Objective: List every line of the records below that contains the string "stem", treating uppercase and lowercase as distinct.

-*-*-

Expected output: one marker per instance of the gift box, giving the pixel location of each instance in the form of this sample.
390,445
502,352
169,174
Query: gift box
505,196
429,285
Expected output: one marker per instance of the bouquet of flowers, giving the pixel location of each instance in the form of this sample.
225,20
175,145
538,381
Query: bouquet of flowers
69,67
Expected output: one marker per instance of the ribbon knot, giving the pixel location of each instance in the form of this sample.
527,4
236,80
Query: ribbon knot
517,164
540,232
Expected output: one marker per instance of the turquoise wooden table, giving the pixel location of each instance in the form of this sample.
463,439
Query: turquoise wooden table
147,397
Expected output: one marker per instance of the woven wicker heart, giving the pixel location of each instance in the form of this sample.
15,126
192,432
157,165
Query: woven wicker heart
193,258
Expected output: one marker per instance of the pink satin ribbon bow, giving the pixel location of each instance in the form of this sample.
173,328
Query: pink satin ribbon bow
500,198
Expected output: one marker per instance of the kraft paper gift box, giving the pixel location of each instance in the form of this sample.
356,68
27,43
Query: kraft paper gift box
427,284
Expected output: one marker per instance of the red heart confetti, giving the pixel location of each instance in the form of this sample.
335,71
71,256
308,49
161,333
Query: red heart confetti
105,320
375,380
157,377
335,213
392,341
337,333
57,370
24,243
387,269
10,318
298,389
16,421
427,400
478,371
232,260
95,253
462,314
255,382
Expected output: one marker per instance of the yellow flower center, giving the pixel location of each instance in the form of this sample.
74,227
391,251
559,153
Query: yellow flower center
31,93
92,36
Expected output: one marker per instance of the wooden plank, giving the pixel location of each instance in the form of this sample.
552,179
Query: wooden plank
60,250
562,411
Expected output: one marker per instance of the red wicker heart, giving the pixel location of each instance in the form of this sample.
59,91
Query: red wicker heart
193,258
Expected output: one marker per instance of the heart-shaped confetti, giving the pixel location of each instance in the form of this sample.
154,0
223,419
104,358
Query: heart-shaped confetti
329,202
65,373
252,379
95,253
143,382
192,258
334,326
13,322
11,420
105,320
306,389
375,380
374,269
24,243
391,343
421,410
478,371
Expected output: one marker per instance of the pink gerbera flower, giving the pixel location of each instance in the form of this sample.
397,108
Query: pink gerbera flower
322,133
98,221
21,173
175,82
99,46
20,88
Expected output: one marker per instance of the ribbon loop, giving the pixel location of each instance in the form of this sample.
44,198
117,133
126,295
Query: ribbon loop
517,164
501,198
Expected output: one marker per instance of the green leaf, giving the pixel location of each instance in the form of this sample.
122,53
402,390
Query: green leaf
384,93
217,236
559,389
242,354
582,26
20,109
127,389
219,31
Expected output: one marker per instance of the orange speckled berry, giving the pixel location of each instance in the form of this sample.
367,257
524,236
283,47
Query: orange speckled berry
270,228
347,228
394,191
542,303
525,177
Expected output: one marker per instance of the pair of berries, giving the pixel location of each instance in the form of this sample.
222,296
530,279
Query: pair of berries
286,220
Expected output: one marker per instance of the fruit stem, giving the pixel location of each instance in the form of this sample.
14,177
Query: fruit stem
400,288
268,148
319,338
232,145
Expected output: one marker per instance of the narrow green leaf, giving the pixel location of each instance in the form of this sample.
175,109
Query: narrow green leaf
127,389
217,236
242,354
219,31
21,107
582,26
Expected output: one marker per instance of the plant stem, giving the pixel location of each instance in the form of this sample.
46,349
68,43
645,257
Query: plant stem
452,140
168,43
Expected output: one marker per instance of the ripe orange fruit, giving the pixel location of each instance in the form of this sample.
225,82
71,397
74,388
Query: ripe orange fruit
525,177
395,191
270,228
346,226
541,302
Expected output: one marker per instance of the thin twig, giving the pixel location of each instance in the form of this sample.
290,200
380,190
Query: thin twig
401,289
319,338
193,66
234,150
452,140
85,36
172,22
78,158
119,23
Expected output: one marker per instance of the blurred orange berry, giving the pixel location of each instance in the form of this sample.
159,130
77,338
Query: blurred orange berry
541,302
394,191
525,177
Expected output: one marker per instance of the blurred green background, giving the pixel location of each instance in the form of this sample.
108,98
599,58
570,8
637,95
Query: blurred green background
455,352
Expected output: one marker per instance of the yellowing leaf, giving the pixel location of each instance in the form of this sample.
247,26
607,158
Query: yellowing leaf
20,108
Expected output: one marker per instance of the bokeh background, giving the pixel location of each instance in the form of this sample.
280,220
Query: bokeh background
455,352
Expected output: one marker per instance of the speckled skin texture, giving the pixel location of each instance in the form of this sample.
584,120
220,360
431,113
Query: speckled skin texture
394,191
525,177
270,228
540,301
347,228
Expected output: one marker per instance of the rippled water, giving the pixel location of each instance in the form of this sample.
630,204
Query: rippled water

-*-*-

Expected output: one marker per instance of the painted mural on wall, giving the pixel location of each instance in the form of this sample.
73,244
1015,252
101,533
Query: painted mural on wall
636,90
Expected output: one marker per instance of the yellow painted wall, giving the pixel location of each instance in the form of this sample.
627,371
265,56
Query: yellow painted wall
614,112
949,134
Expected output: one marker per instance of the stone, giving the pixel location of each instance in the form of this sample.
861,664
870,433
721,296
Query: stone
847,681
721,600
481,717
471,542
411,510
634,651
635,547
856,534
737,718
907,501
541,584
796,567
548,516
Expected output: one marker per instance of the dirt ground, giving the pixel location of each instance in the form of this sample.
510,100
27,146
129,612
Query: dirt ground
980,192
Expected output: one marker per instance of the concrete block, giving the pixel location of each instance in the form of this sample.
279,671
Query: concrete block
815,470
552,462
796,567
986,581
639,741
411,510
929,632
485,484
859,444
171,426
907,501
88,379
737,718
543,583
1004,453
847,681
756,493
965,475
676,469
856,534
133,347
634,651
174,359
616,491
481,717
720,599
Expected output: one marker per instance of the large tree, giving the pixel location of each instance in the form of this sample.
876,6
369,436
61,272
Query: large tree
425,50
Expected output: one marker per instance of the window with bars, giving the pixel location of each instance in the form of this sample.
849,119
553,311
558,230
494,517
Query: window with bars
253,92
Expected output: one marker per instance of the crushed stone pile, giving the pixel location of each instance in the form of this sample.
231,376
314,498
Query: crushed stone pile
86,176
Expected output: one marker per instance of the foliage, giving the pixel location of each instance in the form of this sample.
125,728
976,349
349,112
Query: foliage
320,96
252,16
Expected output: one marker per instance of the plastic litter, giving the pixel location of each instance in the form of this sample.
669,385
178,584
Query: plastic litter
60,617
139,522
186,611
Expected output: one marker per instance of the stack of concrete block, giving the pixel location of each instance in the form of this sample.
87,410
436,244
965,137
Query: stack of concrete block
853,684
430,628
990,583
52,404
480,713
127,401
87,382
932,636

-*-*-

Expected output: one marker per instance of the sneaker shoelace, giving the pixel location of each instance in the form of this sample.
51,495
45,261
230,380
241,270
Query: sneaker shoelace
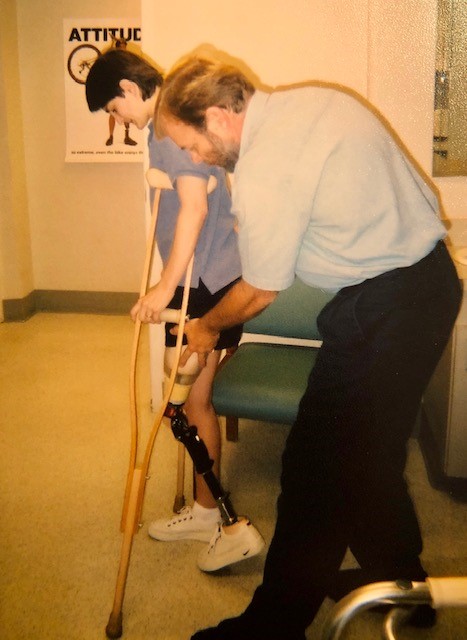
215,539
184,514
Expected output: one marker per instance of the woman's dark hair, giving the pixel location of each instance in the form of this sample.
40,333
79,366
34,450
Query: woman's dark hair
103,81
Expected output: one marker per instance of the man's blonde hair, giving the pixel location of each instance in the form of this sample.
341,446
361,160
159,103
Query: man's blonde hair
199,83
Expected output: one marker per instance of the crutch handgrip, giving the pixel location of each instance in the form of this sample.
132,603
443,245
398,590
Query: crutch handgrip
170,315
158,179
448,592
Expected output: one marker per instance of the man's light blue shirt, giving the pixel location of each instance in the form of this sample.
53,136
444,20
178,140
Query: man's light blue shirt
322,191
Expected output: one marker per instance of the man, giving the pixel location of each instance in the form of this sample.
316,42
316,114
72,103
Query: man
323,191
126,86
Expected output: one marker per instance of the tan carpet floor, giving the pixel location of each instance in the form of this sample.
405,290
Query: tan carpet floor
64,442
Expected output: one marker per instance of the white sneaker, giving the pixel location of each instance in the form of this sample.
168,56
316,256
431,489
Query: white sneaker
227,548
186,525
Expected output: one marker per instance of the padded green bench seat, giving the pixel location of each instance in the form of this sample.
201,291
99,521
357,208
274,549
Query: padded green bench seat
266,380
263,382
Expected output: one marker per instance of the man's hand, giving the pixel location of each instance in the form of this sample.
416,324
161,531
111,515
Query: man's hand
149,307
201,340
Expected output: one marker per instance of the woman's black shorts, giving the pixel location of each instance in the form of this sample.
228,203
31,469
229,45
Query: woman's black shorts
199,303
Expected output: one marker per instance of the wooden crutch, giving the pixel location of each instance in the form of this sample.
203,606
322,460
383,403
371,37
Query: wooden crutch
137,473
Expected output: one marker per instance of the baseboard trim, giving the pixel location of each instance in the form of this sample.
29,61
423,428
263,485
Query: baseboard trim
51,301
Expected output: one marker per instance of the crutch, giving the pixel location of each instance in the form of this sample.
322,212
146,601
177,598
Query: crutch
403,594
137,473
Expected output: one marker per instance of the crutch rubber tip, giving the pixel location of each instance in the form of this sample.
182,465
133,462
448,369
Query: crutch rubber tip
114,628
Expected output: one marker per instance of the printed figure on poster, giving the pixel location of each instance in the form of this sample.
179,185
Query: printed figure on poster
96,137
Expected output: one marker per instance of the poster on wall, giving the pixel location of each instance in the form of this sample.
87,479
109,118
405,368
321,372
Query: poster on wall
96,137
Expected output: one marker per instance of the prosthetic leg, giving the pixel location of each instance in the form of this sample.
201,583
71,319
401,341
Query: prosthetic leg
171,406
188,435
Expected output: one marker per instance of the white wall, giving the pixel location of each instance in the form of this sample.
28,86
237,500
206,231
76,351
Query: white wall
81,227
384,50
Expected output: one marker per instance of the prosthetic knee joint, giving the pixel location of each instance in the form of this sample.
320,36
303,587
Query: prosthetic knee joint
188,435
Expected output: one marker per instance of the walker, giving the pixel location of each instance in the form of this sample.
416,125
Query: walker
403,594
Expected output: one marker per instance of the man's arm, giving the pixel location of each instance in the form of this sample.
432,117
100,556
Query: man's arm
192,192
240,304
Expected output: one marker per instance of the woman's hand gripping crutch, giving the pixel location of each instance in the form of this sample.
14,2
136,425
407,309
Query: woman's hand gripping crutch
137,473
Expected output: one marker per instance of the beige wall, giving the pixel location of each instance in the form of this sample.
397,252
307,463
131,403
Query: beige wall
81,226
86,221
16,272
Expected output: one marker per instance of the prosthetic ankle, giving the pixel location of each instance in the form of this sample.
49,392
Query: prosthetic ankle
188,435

-*-*-

Solution:
Expected output: one marker per instance of the fruit stem, giving the pixel location of each instance in the form of this sample.
Query: fruit stem
Expected output: one marker per instance of the plant stem, giving the pixel location of each instance in the form of this sample.
Query: plant stem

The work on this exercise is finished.